Task directions: Reproduce the data below, changing every instance of "rough mask" to "coarse mask" and leaving everything else as it is.

Data for this exercise:
____

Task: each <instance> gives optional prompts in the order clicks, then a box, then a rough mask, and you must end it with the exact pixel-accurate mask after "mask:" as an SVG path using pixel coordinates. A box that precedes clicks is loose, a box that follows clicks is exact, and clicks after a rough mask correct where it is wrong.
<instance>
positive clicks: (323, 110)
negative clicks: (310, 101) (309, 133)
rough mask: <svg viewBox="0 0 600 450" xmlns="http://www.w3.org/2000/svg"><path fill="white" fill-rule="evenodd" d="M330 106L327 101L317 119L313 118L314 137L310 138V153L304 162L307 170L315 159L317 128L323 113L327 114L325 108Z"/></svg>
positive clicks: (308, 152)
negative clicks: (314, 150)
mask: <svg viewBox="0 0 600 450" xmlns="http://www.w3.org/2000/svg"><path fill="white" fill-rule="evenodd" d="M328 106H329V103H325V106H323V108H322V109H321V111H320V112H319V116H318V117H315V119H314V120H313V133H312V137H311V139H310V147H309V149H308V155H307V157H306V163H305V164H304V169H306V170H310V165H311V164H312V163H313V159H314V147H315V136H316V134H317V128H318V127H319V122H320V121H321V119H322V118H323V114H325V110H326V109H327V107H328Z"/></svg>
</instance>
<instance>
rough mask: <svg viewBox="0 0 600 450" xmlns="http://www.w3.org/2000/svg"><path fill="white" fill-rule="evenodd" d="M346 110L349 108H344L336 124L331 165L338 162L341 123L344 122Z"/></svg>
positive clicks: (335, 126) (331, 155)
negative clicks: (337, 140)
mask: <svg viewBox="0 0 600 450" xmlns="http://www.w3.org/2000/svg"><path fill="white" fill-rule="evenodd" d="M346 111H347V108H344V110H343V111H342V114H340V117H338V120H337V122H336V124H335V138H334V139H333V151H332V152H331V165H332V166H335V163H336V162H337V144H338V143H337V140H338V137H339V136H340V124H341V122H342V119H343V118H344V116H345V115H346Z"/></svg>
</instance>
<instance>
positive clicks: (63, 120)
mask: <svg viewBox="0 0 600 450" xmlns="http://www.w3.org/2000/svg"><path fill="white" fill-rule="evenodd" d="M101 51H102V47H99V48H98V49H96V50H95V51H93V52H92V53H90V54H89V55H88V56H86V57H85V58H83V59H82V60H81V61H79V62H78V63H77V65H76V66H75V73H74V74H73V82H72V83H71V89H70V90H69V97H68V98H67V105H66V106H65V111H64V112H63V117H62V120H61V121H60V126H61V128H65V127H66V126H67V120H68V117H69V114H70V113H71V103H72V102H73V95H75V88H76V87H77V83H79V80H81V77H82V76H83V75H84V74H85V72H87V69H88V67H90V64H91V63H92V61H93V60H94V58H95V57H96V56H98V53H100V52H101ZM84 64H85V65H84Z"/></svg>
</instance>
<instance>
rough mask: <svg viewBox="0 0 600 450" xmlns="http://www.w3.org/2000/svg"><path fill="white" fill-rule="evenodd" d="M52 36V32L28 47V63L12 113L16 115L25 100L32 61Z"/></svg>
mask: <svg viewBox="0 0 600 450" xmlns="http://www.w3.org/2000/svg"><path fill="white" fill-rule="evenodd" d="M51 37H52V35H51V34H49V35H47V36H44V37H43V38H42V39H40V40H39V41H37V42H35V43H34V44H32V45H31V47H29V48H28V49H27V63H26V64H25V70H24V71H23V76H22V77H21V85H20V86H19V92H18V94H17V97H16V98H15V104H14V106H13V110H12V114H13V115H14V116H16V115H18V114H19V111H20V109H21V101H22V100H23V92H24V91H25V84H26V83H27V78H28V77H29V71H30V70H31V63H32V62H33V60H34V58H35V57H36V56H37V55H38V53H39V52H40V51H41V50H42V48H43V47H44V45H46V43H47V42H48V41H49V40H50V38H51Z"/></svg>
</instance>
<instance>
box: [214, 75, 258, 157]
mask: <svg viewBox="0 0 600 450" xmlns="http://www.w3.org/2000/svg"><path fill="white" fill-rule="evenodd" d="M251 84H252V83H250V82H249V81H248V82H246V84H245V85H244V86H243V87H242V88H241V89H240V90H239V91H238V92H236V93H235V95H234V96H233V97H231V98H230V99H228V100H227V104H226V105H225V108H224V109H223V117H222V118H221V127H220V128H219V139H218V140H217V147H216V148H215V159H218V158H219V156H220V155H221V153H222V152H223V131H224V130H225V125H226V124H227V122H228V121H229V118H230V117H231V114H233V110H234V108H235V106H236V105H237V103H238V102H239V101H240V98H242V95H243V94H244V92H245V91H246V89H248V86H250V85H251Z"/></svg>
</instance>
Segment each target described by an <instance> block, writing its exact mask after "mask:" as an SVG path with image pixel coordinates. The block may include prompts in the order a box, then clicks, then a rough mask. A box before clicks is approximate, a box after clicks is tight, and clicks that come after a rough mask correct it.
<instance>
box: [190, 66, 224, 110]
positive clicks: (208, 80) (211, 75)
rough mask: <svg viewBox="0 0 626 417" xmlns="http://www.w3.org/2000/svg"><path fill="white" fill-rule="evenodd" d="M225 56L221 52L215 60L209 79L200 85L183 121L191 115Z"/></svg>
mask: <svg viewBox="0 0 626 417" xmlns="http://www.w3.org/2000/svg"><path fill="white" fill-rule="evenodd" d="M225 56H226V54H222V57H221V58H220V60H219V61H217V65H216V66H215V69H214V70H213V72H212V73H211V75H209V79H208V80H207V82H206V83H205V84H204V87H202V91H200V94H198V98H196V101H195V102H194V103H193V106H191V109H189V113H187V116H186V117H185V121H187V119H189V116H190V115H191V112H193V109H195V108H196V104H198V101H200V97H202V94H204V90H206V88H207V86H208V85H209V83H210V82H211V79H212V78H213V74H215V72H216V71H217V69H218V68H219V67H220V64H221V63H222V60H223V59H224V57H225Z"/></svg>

____

Solution:
Task: each <instance> gives optional prompts in the order clicks, then a box, then a coarse mask, and you must end it with the exact pixel-accurate mask after "mask:" as an SVG path using pixel coordinates. A box that precedes clicks is loose, a box that follows clicks is exact, and clicks after a coarse mask correct where it is wrong.
<instance>
positive clicks: (323, 110)
negative clicks: (310, 101) (309, 133)
coarse mask: <svg viewBox="0 0 600 450" xmlns="http://www.w3.org/2000/svg"><path fill="white" fill-rule="evenodd" d="M330 106L327 101L317 119L313 118L314 137L310 138V153L304 162L307 170L315 159L317 128L323 113L327 114L325 108Z"/></svg>
positive clicks: (308, 152)
negative clicks: (314, 150)
mask: <svg viewBox="0 0 600 450" xmlns="http://www.w3.org/2000/svg"><path fill="white" fill-rule="evenodd" d="M328 106H329V103H325V106H323V108H322V109H321V111H320V112H319V116H318V117H315V119H314V120H313V133H312V137H311V139H310V147H309V149H308V155H307V157H306V163H305V164H304V169H306V170H310V165H311V164H312V163H313V159H314V147H315V136H316V134H317V128H318V127H319V122H320V121H321V119H322V118H323V114H325V110H326V109H327V107H328Z"/></svg>
</instance>
<instance>
coarse mask: <svg viewBox="0 0 600 450" xmlns="http://www.w3.org/2000/svg"><path fill="white" fill-rule="evenodd" d="M346 110L349 108H344L336 124L331 165L338 162L341 123L344 122Z"/></svg>
positive clicks: (335, 126) (331, 155)
negative clicks: (337, 140)
mask: <svg viewBox="0 0 600 450" xmlns="http://www.w3.org/2000/svg"><path fill="white" fill-rule="evenodd" d="M346 111H347V108H344V110H343V111H342V114H340V117H338V120H337V122H336V124H335V138H334V139H333V151H332V152H331V165H332V166H335V163H336V162H337V144H338V143H337V140H338V137H339V136H340V124H341V122H342V119H343V118H344V116H345V115H346Z"/></svg>
</instance>
<instance>
positive clicks: (63, 120)
mask: <svg viewBox="0 0 600 450" xmlns="http://www.w3.org/2000/svg"><path fill="white" fill-rule="evenodd" d="M101 51H102V47H99V48H98V49H96V50H95V51H93V52H92V53H90V54H89V55H88V56H86V57H85V58H83V59H82V60H81V61H79V62H78V63H77V65H76V66H75V73H74V74H73V82H72V83H71V89H70V90H69V97H68V98H67V105H66V106H65V111H64V112H63V117H62V120H61V121H60V126H61V128H65V127H66V126H67V120H68V117H69V114H70V113H71V103H72V102H73V95H75V88H76V87H77V83H79V80H81V77H82V76H83V75H84V74H85V72H87V69H88V67H90V64H91V63H92V61H93V60H94V58H95V57H96V56H98V53H100V52H101ZM84 64H85V65H84Z"/></svg>
</instance>
<instance>
coarse mask: <svg viewBox="0 0 600 450" xmlns="http://www.w3.org/2000/svg"><path fill="white" fill-rule="evenodd" d="M52 36V32L28 47V63L12 113L16 115L25 100L32 61Z"/></svg>
mask: <svg viewBox="0 0 600 450" xmlns="http://www.w3.org/2000/svg"><path fill="white" fill-rule="evenodd" d="M51 37H52V35H51V34H49V35H47V36H44V37H43V38H42V39H40V40H39V41H37V42H35V43H34V44H32V45H31V47H29V48H28V49H27V63H26V64H25V70H24V71H23V76H22V77H21V85H20V86H19V92H18V94H17V97H16V98H15V104H14V106H13V110H12V114H13V115H14V116H16V115H18V114H19V111H20V109H21V101H22V100H23V92H24V91H25V84H26V83H27V78H28V77H29V71H30V70H31V63H32V62H33V60H34V58H35V57H36V56H37V55H38V53H39V52H40V51H41V50H42V48H43V47H44V45H46V43H47V42H48V41H49V40H50V38H51Z"/></svg>
</instance>
<instance>
box: [214, 75, 258, 157]
mask: <svg viewBox="0 0 600 450" xmlns="http://www.w3.org/2000/svg"><path fill="white" fill-rule="evenodd" d="M251 84H252V83H250V82H249V81H248V82H246V84H245V85H244V86H243V87H242V88H241V89H240V90H239V91H238V92H236V93H235V95H234V96H233V97H231V98H230V99H228V100H227V104H226V105H225V108H224V109H223V117H222V118H221V127H220V128H219V139H218V140H217V147H216V148H215V159H218V158H219V156H220V155H221V153H222V152H223V131H224V130H225V125H226V124H227V122H228V121H229V118H230V117H231V114H233V110H234V108H235V106H236V105H237V103H238V102H239V101H240V98H242V95H243V94H244V92H245V91H246V89H248V86H250V85H251Z"/></svg>
</instance>
Segment each target described by an <instance> block, writing its exact mask after "mask:" as an SVG path with image pixel coordinates. The block may include prompts in the order a box, then clicks, then a coarse mask. A box before clicks is approximate, a box after clicks is tight, and clicks that come after a coarse mask correct it.
<instance>
box: [190, 66, 224, 110]
positive clicks: (208, 80) (211, 75)
coarse mask: <svg viewBox="0 0 626 417" xmlns="http://www.w3.org/2000/svg"><path fill="white" fill-rule="evenodd" d="M225 56L221 52L215 60L209 79L200 85L183 121L191 115Z"/></svg>
mask: <svg viewBox="0 0 626 417" xmlns="http://www.w3.org/2000/svg"><path fill="white" fill-rule="evenodd" d="M225 56H226V54H222V57H221V58H220V60H219V61H217V65H216V66H215V69H214V70H213V72H212V73H211V75H209V79H208V80H207V82H206V83H205V84H204V87H202V91H200V94H198V98H196V101H195V102H194V103H193V106H191V109H189V113H187V116H186V117H185V121H187V119H189V116H190V115H191V112H193V109H195V108H196V104H198V101H200V97H202V94H204V90H206V88H207V86H208V85H209V83H210V82H211V79H212V78H213V74H215V72H216V71H217V69H218V68H219V67H220V64H221V63H222V60H223V59H224V57H225Z"/></svg>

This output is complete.